AVAILABLE DATA:

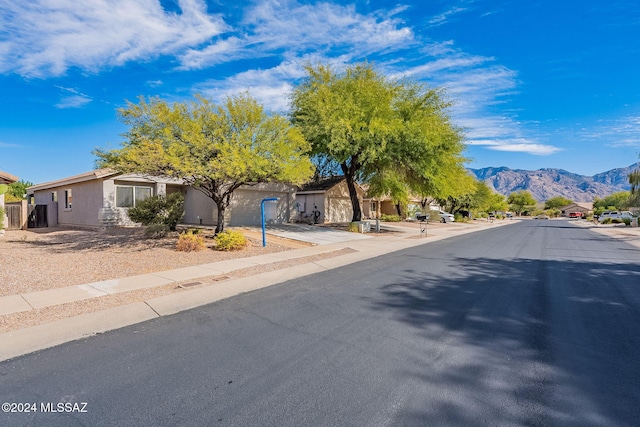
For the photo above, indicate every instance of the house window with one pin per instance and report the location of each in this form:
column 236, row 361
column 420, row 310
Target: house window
column 128, row 195
column 68, row 198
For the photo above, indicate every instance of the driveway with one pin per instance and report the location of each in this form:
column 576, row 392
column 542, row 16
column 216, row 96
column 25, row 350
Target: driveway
column 313, row 234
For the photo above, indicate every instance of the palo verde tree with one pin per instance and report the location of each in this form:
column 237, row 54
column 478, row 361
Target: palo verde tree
column 556, row 202
column 521, row 201
column 618, row 200
column 634, row 180
column 214, row 148
column 394, row 135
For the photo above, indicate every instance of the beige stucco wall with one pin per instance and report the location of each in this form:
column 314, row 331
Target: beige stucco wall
column 307, row 203
column 338, row 203
column 244, row 208
column 85, row 203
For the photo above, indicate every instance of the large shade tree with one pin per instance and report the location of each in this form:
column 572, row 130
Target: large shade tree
column 214, row 148
column 634, row 180
column 394, row 135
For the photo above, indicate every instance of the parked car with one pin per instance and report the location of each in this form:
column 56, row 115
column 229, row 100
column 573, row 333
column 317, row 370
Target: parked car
column 445, row 216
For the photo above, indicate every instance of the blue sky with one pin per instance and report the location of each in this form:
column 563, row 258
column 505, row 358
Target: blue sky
column 536, row 84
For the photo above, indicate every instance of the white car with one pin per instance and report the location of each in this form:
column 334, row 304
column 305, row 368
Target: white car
column 445, row 216
column 616, row 214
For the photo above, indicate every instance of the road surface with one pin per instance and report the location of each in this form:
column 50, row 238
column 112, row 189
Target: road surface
column 535, row 323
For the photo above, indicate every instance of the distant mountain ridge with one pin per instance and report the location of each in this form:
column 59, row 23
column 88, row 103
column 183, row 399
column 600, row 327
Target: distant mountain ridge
column 546, row 183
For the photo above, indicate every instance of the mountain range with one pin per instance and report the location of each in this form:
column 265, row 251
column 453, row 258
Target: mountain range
column 546, row 183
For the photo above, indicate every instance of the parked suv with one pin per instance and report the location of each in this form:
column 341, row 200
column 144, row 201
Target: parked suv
column 616, row 214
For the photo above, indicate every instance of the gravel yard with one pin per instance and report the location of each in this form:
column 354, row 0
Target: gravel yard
column 54, row 257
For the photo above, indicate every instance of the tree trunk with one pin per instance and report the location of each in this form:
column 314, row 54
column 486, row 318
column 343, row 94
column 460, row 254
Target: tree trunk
column 399, row 209
column 349, row 173
column 221, row 208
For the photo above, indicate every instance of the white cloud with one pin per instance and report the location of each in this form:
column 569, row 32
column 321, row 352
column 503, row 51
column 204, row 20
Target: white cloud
column 443, row 17
column 47, row 38
column 290, row 29
column 517, row 145
column 75, row 101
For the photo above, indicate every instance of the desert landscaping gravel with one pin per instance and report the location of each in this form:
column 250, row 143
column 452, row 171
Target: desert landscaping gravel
column 53, row 258
column 39, row 260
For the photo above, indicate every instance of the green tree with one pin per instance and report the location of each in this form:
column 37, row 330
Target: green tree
column 634, row 180
column 394, row 135
column 520, row 201
column 214, row 148
column 556, row 202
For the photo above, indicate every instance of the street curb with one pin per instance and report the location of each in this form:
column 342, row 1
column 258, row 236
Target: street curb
column 28, row 340
column 24, row 341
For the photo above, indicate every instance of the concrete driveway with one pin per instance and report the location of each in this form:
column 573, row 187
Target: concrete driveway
column 313, row 234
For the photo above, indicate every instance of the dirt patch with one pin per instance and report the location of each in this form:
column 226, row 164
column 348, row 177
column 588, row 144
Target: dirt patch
column 39, row 260
column 15, row 321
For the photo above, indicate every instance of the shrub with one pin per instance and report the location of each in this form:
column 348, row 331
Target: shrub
column 156, row 231
column 188, row 242
column 230, row 241
column 167, row 210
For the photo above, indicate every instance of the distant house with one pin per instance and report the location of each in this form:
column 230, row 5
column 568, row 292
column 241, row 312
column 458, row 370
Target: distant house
column 326, row 201
column 5, row 178
column 103, row 197
column 583, row 208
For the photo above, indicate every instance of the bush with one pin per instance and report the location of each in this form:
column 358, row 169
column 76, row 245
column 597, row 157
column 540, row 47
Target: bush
column 189, row 242
column 230, row 241
column 156, row 231
column 167, row 210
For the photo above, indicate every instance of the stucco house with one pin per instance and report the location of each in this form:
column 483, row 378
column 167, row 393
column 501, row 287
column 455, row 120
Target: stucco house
column 102, row 198
column 5, row 178
column 326, row 201
column 583, row 208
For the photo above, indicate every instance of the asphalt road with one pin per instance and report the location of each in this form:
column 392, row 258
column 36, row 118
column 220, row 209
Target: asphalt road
column 536, row 323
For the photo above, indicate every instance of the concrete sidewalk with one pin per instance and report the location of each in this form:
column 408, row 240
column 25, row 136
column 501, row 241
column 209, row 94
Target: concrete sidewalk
column 23, row 341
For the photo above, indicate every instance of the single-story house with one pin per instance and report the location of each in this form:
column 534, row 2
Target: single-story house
column 374, row 207
column 5, row 178
column 326, row 200
column 102, row 198
column 583, row 208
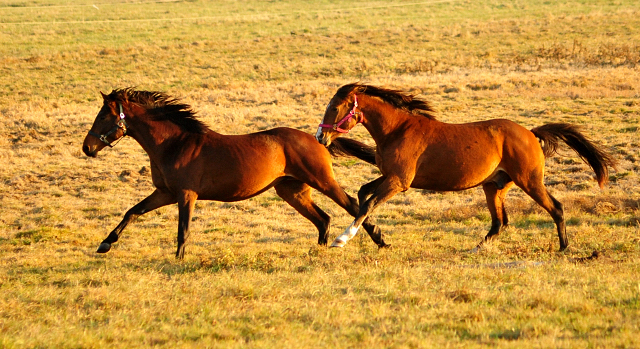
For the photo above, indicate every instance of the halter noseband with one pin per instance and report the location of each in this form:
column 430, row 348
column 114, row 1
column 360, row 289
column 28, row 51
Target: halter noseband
column 352, row 113
column 121, row 124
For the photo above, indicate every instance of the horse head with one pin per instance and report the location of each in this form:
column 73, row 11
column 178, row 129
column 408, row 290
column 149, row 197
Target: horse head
column 108, row 127
column 340, row 117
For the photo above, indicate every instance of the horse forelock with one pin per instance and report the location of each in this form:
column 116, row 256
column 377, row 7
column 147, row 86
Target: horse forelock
column 161, row 107
column 396, row 98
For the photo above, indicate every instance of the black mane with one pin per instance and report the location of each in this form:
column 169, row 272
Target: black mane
column 162, row 107
column 396, row 98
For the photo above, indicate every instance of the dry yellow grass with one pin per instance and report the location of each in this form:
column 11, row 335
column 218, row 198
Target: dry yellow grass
column 253, row 276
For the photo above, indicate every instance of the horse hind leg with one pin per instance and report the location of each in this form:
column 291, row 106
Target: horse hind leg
column 541, row 196
column 495, row 193
column 298, row 195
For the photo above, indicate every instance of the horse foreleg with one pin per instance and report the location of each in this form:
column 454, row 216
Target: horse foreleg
column 186, row 203
column 388, row 187
column 157, row 199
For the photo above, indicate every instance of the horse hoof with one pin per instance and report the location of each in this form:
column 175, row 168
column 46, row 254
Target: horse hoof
column 104, row 247
column 338, row 243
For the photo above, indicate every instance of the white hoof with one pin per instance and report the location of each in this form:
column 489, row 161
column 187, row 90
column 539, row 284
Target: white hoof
column 338, row 243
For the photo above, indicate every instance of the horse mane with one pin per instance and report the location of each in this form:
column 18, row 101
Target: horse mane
column 397, row 98
column 162, row 107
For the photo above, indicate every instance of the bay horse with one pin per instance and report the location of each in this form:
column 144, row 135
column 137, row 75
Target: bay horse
column 189, row 161
column 415, row 150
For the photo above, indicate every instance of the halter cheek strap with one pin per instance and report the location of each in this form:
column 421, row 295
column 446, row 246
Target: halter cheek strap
column 121, row 124
column 352, row 113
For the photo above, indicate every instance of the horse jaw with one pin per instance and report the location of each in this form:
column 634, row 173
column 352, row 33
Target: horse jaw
column 322, row 137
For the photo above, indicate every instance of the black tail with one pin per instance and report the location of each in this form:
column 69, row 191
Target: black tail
column 349, row 147
column 589, row 152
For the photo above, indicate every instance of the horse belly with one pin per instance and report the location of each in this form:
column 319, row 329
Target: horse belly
column 240, row 176
column 456, row 173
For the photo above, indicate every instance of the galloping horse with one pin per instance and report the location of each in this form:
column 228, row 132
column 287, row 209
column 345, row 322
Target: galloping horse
column 414, row 150
column 189, row 161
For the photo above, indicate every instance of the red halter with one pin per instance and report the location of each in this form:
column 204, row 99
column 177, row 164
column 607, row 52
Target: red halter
column 352, row 113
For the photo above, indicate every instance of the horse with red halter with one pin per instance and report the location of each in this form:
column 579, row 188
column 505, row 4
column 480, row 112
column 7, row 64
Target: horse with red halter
column 414, row 150
column 189, row 161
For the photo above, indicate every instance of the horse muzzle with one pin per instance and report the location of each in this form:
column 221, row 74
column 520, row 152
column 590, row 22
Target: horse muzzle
column 90, row 151
column 322, row 137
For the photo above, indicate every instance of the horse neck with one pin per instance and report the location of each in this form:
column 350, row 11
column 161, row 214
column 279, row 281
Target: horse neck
column 381, row 119
column 153, row 136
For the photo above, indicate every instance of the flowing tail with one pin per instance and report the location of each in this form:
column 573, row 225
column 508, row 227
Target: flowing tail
column 589, row 152
column 349, row 147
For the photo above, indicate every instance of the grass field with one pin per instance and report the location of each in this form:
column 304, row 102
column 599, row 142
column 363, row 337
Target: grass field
column 253, row 276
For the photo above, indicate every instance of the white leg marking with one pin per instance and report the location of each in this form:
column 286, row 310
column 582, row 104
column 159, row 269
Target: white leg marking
column 319, row 134
column 348, row 234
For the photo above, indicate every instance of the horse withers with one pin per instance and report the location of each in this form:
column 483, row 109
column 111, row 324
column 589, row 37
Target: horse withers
column 415, row 150
column 191, row 162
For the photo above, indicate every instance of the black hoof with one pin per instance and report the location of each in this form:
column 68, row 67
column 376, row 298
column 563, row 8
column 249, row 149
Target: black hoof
column 104, row 247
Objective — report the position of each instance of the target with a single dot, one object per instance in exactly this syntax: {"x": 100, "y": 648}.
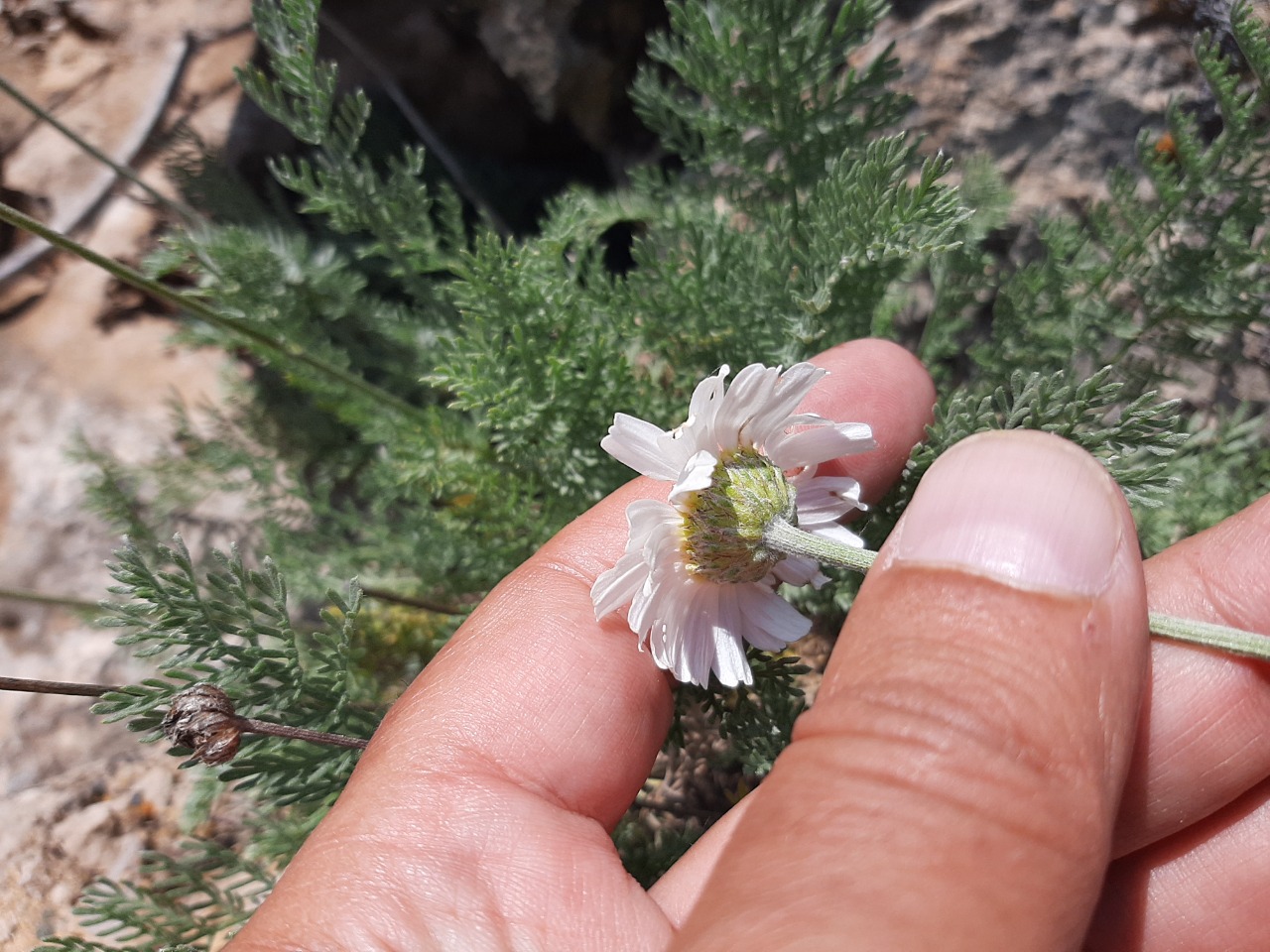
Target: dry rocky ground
{"x": 1055, "y": 89}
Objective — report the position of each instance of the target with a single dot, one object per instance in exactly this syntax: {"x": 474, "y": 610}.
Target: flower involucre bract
{"x": 697, "y": 572}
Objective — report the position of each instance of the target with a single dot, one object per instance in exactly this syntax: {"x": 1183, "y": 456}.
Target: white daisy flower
{"x": 698, "y": 572}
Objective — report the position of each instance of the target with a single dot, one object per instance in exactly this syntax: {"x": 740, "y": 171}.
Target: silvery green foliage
{"x": 801, "y": 218}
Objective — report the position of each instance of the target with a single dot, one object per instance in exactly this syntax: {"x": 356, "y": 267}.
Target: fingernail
{"x": 1021, "y": 507}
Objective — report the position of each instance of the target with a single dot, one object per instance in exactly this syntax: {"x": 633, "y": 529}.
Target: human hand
{"x": 955, "y": 785}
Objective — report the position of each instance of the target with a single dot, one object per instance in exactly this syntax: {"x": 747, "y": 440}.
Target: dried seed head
{"x": 202, "y": 719}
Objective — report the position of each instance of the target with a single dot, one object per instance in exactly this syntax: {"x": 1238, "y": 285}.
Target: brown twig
{"x": 198, "y": 699}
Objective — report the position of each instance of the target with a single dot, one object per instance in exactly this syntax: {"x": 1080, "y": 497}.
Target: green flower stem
{"x": 794, "y": 540}
{"x": 1233, "y": 642}
{"x": 75, "y": 604}
{"x": 204, "y": 312}
{"x": 123, "y": 172}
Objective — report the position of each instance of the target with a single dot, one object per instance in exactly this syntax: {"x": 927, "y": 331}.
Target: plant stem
{"x": 248, "y": 725}
{"x": 790, "y": 539}
{"x": 204, "y": 312}
{"x": 1232, "y": 642}
{"x": 411, "y": 601}
{"x": 75, "y": 604}
{"x": 123, "y": 172}
{"x": 32, "y": 685}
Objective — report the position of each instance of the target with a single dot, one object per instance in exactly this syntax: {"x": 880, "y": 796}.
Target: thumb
{"x": 955, "y": 783}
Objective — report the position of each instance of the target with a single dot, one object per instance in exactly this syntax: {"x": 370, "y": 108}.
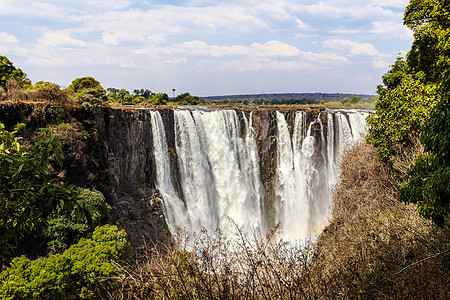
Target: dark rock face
{"x": 117, "y": 157}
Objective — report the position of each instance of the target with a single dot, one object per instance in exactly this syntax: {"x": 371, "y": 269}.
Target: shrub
{"x": 76, "y": 273}
{"x": 64, "y": 226}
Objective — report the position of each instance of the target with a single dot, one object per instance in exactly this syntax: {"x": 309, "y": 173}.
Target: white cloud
{"x": 275, "y": 49}
{"x": 8, "y": 38}
{"x": 121, "y": 38}
{"x": 355, "y": 48}
{"x": 380, "y": 64}
{"x": 391, "y": 29}
{"x": 60, "y": 38}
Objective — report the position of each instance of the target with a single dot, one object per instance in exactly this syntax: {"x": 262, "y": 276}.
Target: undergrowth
{"x": 374, "y": 248}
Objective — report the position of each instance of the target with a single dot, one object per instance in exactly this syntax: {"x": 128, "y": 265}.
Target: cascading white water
{"x": 218, "y": 169}
{"x": 174, "y": 209}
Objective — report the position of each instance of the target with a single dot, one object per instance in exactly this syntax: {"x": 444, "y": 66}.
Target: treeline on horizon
{"x": 388, "y": 237}
{"x": 88, "y": 92}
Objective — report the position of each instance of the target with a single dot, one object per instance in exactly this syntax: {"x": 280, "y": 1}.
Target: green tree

YOUR ASSIGNMENT: Please transcribe only the lines in the records above running from the line that has "Target: bush" through the line that has "column 455, row 120", both included, exactly as they appear.

ANSWER SECTION:
Target: bush
column 189, row 242
column 230, row 241
column 156, row 231
column 167, row 210
For the photo above, indicate every instance of the stucco house with one pin per instance and report the location of each in this form:
column 483, row 378
column 167, row 393
column 501, row 287
column 455, row 120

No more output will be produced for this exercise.